#### TASK DESCRIPTION
Set down every entry exactly as given. Pictures are to be left out.

=== DATA SECTION ===

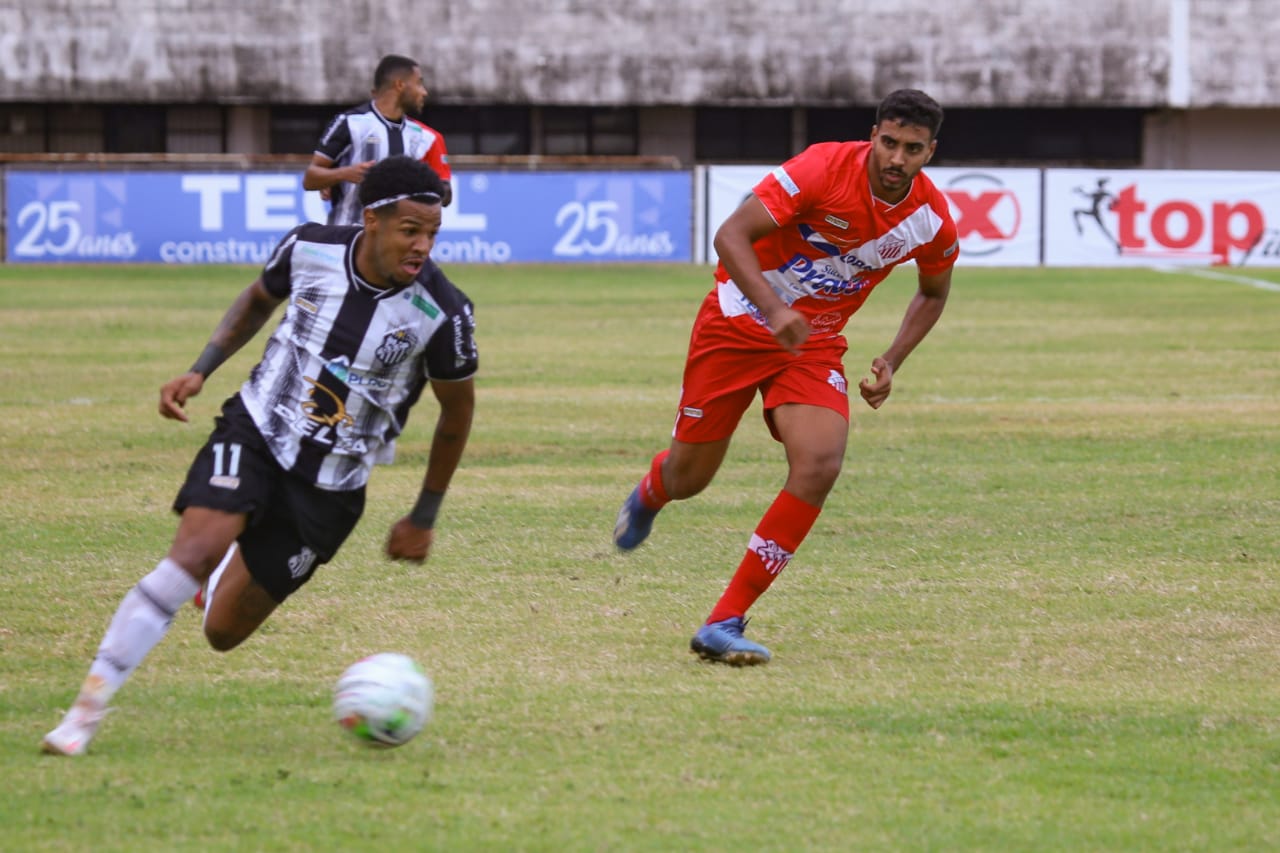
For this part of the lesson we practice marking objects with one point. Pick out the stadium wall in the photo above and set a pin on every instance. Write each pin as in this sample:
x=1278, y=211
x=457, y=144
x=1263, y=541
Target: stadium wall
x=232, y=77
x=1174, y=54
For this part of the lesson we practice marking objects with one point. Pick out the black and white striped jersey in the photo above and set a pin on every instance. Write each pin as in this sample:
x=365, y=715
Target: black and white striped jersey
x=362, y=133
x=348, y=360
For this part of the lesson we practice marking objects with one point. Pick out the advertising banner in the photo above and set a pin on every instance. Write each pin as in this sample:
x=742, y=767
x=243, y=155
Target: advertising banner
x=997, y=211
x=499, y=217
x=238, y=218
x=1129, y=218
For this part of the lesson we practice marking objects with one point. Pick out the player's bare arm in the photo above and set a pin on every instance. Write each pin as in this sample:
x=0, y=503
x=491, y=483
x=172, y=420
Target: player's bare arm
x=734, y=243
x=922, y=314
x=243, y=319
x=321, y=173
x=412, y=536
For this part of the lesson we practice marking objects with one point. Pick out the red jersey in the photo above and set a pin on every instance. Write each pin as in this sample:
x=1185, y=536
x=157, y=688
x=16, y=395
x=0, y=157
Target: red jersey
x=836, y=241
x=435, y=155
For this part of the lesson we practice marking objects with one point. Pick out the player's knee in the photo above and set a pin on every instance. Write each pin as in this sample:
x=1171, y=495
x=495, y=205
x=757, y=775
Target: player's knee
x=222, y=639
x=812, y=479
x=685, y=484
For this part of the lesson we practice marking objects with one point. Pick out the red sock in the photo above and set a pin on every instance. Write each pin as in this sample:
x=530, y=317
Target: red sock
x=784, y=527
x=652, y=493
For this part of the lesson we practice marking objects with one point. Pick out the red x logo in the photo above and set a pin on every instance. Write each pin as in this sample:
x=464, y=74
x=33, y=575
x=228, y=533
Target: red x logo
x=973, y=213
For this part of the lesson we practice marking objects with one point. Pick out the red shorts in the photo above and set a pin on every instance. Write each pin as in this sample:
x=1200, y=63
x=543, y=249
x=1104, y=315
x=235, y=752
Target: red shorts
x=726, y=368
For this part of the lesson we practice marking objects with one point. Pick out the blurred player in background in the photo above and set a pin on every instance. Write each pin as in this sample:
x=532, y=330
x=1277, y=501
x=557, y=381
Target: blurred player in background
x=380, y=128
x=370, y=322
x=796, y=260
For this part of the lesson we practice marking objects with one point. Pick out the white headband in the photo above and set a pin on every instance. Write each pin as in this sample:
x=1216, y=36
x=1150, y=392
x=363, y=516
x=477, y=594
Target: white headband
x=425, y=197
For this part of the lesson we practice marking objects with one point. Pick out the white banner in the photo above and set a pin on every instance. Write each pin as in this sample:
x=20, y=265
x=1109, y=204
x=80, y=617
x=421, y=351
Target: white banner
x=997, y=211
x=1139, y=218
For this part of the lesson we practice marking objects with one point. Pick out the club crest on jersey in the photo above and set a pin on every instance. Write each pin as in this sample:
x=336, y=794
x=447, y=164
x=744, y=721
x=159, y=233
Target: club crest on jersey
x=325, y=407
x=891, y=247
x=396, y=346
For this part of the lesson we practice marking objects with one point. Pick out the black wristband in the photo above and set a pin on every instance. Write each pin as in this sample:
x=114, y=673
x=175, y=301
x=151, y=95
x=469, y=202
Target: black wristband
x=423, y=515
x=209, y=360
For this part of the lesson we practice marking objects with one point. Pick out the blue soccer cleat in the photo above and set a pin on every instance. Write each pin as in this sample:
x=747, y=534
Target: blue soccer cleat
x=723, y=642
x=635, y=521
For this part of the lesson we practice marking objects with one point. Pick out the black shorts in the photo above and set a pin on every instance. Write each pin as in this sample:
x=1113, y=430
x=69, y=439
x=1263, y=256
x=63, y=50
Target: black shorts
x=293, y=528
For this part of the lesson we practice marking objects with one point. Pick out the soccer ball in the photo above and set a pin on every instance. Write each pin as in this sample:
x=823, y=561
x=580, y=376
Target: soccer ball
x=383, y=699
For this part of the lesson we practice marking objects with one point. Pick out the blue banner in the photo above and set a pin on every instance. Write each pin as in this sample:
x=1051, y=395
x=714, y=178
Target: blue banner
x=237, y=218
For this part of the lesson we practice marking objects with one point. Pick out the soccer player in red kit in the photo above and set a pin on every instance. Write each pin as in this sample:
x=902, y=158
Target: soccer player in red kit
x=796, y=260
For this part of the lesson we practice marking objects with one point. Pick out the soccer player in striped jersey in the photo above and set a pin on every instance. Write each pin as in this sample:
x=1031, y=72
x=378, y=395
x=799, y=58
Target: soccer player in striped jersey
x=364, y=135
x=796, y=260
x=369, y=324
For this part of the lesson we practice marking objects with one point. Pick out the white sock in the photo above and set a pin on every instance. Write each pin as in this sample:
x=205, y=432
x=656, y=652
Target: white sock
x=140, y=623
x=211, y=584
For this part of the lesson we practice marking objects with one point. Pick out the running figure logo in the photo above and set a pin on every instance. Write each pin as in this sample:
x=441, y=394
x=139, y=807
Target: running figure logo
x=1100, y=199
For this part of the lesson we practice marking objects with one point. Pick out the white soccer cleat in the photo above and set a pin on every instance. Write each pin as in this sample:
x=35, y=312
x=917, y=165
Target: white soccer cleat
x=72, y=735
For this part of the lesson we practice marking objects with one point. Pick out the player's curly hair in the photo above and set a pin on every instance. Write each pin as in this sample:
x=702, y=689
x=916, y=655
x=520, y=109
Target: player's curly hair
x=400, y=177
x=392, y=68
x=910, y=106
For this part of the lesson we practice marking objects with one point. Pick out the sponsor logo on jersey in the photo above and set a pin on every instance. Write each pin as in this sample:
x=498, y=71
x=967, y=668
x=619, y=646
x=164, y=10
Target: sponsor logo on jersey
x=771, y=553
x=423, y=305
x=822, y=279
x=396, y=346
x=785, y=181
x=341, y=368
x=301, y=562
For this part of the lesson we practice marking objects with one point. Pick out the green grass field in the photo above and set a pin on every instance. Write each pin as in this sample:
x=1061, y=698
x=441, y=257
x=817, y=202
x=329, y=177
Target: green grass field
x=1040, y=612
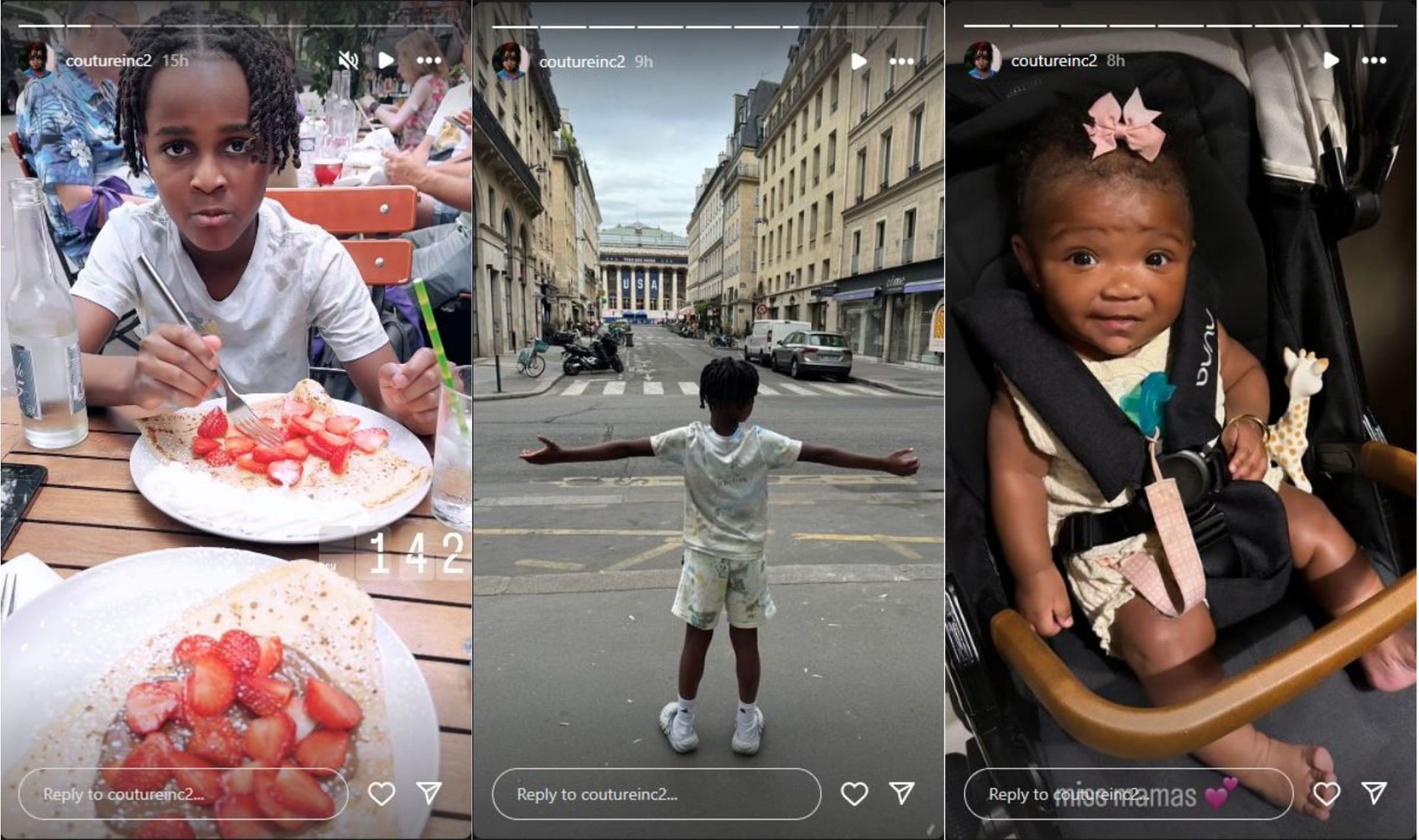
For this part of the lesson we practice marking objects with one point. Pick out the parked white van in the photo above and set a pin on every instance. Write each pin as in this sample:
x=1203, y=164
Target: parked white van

===

#### COMPLETED EXERCISE
For this part of the lesson we practice marking objects with one point. Pick out the stadium wall in the photo above and set a pin on every instance. Write each pin as in this sample:
x=1278, y=211
x=457, y=144
x=1263, y=541
Target: stadium wall
x=232, y=77
x=1174, y=54
For this part of the lesson we practice marking objects with one point. Pick out the black and white striped jersey in the photo above and set a pin on every instance. Write each pin as in this sample:
x=365, y=715
Target: black and white striped jersey
x=362, y=133
x=348, y=360
For this part of the lesson we practice marking objects with one point. Pick out the advertising banner in the photo above and set a pin on every instance. Write each pin as in this sample:
x=742, y=767
x=243, y=155
Target: advertising banner
x=997, y=211
x=499, y=217
x=238, y=218
x=1129, y=218
For this part of the lesson we practice marking objects with one point. Pick out the player's bare arm in the photo above and set a pin on every instance. Write each pin as in this sample:
x=0, y=503
x=491, y=483
x=172, y=420
Target: player's bare arm
x=734, y=243
x=922, y=314
x=243, y=319
x=321, y=173
x=412, y=536
For this part of the lesson we practice marking objects with one point. Pick out the red jersey in the photo above and set a pin on every instance. Write each pin as in this sample:
x=1185, y=536
x=157, y=688
x=16, y=395
x=0, y=157
Target: red jersey
x=836, y=241
x=435, y=155
For this part of the lesson we practice marking objects with one point. Pick out the player's knee in the photo above and set a pin on every instance. Write each pin as in this sample:
x=1171, y=495
x=495, y=205
x=757, y=775
Target: player's knee
x=222, y=639
x=812, y=479
x=685, y=484
For this part of the lesson we practice marking objects with one point. Pick out the red sock in the photo above and set a pin on every instance. Write each pin as in this sample:
x=530, y=317
Target: red sock
x=784, y=527
x=652, y=493
For this part of the lesson we practice marking objects with one point. Pick out the red x logo in the photo above and set a pin on every instance. Write each pin as in this sample:
x=464, y=74
x=33, y=575
x=228, y=533
Target: red x logo
x=973, y=213
For this part of the lesson we practice marking objects with one point. Pick out the red shorts in the photo above and set a pin on every instance. Write each pin as in this sample:
x=1200, y=63
x=543, y=249
x=1104, y=315
x=235, y=752
Target: red shorts
x=726, y=368
For this part of the lesson we practice marking objects with one point. Pick out the blurred player in background in the photo above and set a pin on every instance. Write each pin as in this sample:
x=532, y=330
x=1277, y=501
x=557, y=381
Target: blurred player in background
x=380, y=128
x=370, y=322
x=796, y=260
For this part of the lesson we practice marking objects with one point. Pick out the white headband in the photo above and set a pin on every instance. Write each pin as in this sample:
x=1216, y=36
x=1150, y=392
x=363, y=516
x=477, y=594
Target: white headband
x=425, y=197
For this part of the lesson we practice marking objects with one point. Pick out the white banner in the photo above and set a pin on every instance. Write each pin as in this sample:
x=20, y=265
x=1109, y=204
x=80, y=617
x=421, y=351
Target: white banner
x=997, y=211
x=1139, y=218
For this part of the lesson we practice marking objects with one point. Pick out the club crest on jersey in the photo above and set a pin on every instance. Write each pin as in this sample:
x=336, y=794
x=447, y=164
x=744, y=721
x=159, y=233
Target: club crest on jersey
x=325, y=407
x=891, y=247
x=396, y=346
For this part of the lesson we practice marking objects with one point. Pick out the black wristband in the photo above and set a pin on every instance. Write each pin as in this sample:
x=114, y=673
x=175, y=301
x=151, y=95
x=469, y=202
Target: black wristband
x=423, y=515
x=209, y=360
For this part of the lesson we practice marking objects with one point. Pick out the blue soccer cleat in the photo above and set a pin on every instance. Write each pin as in this sample:
x=747, y=534
Target: blue soccer cleat
x=723, y=642
x=635, y=521
For this part of the lesson we practice marking objects with one point. Pick out the black shorts in the photo above and set a pin on every instance. Write each pin as in this sample:
x=1113, y=430
x=69, y=439
x=1263, y=256
x=63, y=50
Target: black shorts
x=293, y=528
For this part of the lesson we practice marking objects with one point. Pick out the soccer ball in the photo above and set a pin on every instance. Write each pin as in this sample:
x=823, y=561
x=580, y=376
Target: soccer ball
x=383, y=699
For this part of the lesson we practice marking objects with one point. Pick out the blue banner in the photo above and set a pin on every instance. Write each pin as in this sample:
x=1051, y=395
x=714, y=178
Target: blue banner
x=237, y=218
For this part of the lesson we practice marking objects with one point. Pick out the soccer player in red kit in the photo above and set a pin on every instance. Write each pin as in this sample:
x=902, y=158
Target: soccer player in red kit
x=796, y=260
For this part of the lesson we practice marking objects with one point. Pick out the soccer player in striped jersey in the photo above and set a pin on every instance. Write each pin as in this sample:
x=1031, y=72
x=378, y=395
x=799, y=58
Target: soccer player in striped jersey
x=364, y=135
x=796, y=260
x=369, y=324
For this part of the lesson we practice marking objects with one point. Pick out the white sock in the photo above and set a pin on every instance. Write each pin as in this sample:
x=205, y=432
x=656, y=652
Target: white sock
x=140, y=623
x=211, y=584
For this part of the lesson we practice marking objects with one point. Pick out the running figure logo in the photo above and set a pin on every instance. Write each pin as in this sample:
x=441, y=394
x=139, y=807
Target: running figure logo
x=1100, y=199
For this part of the lesson we practice marking objects with one point. Pick out the white soccer cleat in the photo above and set a pin on every instance. Write each pin as in this sample:
x=35, y=312
x=917, y=165
Target: white soccer cleat
x=72, y=735
For this part of the lesson we practice marking objects with one point. Pick out the player's curly hair in the photo above and set a pin on every instance. Write each pin as in this sample:
x=702, y=689
x=916, y=655
x=520, y=109
Target: player's curly hair
x=400, y=177
x=392, y=68
x=910, y=106
For this part of the lesson we practice marking objects with one point. Pick out the sponsor logo on jersey in the photo above and set a pin on every instance. Write each pin as in this sample:
x=498, y=71
x=967, y=668
x=619, y=646
x=164, y=10
Target: sponsor logo on jersey
x=771, y=553
x=423, y=305
x=822, y=279
x=396, y=346
x=785, y=181
x=341, y=368
x=301, y=562
For this part of the lesson we practice marking objects with one point. Pick out the green grass field in the photo above and set a pin on every instance. Write each pin as in this sample:
x=1061, y=698
x=441, y=257
x=817, y=202
x=329, y=177
Target: green grass field
x=1040, y=612
For this part of the lesson we practice marking objects with one point. Pick out the parked white van in the photo above and set a pin on every instance. Write each pin as in this sample:
x=1203, y=164
Target: parked white van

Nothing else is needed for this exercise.